━━━ Supplied records ━━━
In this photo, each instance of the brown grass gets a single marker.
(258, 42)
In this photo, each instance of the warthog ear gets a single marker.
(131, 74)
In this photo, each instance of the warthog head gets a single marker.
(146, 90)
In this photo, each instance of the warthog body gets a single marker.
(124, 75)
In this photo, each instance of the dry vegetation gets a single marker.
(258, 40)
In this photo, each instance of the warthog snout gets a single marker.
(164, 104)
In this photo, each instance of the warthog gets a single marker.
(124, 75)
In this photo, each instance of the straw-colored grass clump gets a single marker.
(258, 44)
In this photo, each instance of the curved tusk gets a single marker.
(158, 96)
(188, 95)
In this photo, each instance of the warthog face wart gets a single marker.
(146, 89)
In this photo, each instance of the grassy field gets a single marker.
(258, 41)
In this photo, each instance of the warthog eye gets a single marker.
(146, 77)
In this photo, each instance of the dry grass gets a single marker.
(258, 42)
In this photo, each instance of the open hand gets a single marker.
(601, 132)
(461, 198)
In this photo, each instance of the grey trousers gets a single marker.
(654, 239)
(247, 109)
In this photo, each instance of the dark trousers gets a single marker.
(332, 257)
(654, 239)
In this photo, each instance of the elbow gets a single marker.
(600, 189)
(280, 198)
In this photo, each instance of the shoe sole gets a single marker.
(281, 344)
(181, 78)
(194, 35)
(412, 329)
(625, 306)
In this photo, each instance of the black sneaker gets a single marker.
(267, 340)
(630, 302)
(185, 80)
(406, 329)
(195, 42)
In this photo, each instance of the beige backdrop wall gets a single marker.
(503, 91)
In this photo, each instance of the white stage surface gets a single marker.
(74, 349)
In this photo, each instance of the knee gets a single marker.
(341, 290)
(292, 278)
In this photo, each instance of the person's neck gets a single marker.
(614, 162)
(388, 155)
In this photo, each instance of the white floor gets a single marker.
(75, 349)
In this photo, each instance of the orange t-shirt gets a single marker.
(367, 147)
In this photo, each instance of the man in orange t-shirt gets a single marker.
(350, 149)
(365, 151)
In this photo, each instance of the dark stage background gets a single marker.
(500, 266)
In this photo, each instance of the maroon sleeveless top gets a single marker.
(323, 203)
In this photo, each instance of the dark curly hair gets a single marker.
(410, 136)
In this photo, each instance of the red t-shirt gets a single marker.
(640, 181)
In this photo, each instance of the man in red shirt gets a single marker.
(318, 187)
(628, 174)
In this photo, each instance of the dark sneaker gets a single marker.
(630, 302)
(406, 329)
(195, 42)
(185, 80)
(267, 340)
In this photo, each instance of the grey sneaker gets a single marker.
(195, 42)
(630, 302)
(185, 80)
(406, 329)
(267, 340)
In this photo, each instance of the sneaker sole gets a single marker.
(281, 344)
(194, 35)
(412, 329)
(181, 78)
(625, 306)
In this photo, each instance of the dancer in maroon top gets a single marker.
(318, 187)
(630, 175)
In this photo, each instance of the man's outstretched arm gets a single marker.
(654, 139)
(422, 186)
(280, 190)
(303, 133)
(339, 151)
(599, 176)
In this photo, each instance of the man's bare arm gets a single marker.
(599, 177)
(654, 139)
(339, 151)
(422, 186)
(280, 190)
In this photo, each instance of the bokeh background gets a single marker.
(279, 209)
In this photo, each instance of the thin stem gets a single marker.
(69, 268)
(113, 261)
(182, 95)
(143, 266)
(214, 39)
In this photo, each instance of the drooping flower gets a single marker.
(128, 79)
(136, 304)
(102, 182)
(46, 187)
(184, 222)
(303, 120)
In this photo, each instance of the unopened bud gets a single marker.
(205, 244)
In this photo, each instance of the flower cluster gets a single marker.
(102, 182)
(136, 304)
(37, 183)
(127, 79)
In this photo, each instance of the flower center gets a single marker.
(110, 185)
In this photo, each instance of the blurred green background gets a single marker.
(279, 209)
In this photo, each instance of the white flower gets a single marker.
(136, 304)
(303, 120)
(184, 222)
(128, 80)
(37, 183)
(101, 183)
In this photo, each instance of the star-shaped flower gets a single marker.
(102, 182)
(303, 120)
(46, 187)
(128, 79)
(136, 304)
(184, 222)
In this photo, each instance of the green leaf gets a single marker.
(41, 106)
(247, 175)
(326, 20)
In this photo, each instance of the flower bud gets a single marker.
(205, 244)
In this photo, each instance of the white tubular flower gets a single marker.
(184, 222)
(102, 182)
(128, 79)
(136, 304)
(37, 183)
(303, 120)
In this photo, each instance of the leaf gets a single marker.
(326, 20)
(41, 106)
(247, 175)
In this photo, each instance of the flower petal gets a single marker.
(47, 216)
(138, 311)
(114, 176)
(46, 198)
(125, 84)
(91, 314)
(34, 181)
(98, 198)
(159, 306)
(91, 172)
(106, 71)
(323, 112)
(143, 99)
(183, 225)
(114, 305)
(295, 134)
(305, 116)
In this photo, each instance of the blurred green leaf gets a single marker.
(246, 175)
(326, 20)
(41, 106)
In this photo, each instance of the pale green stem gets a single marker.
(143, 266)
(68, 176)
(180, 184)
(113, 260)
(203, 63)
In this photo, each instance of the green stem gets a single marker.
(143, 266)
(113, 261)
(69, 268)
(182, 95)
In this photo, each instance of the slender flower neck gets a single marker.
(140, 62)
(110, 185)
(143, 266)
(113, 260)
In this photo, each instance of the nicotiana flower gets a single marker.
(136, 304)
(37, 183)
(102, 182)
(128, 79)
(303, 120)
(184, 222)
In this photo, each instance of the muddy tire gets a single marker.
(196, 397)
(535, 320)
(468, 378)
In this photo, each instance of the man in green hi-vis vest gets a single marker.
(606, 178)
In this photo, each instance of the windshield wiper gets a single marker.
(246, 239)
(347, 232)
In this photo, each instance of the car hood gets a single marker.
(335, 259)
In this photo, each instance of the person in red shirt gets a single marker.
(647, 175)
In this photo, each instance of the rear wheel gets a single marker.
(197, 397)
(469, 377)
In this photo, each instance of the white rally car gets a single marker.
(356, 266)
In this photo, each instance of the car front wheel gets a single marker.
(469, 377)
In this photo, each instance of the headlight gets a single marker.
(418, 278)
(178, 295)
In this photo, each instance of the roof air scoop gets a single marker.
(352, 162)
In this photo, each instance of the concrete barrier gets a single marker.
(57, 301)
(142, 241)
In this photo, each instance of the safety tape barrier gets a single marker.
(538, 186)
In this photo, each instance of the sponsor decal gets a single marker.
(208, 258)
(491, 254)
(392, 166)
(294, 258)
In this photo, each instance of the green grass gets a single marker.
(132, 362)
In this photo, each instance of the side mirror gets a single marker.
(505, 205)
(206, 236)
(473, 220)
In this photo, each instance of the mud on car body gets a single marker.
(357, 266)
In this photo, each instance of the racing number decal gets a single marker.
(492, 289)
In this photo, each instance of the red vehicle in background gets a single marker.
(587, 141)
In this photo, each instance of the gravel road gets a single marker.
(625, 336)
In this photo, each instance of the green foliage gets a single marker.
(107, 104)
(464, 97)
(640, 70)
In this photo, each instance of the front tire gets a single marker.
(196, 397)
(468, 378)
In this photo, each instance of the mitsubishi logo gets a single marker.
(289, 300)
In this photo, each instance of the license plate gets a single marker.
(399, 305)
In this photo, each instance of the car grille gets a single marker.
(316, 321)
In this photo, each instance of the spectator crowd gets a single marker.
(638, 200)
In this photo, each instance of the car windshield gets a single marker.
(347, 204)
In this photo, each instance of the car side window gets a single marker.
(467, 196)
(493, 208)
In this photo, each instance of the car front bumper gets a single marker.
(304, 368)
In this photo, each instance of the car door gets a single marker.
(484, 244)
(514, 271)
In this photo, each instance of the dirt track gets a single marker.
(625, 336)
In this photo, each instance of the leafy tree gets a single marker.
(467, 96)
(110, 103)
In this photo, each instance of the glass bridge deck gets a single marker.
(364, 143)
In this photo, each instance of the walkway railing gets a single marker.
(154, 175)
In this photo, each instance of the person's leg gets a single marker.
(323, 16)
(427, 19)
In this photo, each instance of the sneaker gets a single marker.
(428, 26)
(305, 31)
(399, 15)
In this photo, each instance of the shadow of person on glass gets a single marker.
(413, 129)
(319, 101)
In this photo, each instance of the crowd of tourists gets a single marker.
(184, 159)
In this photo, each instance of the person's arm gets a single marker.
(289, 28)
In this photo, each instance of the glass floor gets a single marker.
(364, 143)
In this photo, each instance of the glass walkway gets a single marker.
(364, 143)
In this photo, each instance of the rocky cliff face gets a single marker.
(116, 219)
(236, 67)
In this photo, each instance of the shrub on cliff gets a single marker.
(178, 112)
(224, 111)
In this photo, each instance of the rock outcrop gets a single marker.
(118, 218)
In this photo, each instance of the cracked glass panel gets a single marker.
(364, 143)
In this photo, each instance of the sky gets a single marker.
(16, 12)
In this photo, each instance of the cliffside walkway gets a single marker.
━━━
Problem details → Every line from the one holding "In this photo, each instance of the sneaker gets" through the last line of the listing above should be set down exactly, and nothing more.

Response box →
In this photo, each instance of the sneaker gets a single marker.
(428, 26)
(305, 31)
(399, 15)
In this photo, each instance of the shadow of person on glass gets a single marker.
(413, 129)
(319, 101)
In this photo, each instance of the crowd of tourists gets a single marker.
(184, 159)
In this photo, each instance of the person's arm gets a single marker.
(289, 28)
In this photo, each instance of the glass floor gets a single marker.
(364, 143)
In this photo, each instance of the glass walkway gets a single marker.
(364, 143)
In this photo, each instance of the rocky cliff face gets a single marker.
(116, 219)
(236, 67)
In this photo, each instance of the shrub on cliff gets a single marker.
(178, 112)
(224, 111)
In this photo, each instance of the rock outcrop gets a single marker.
(118, 218)
In this photo, each instance of the cracked glass panel gets a single marker.
(364, 143)
In this photo, each instance of the sky gets a single marker.
(16, 12)
In this photo, each instance of the cliffside walkway gets a single marker.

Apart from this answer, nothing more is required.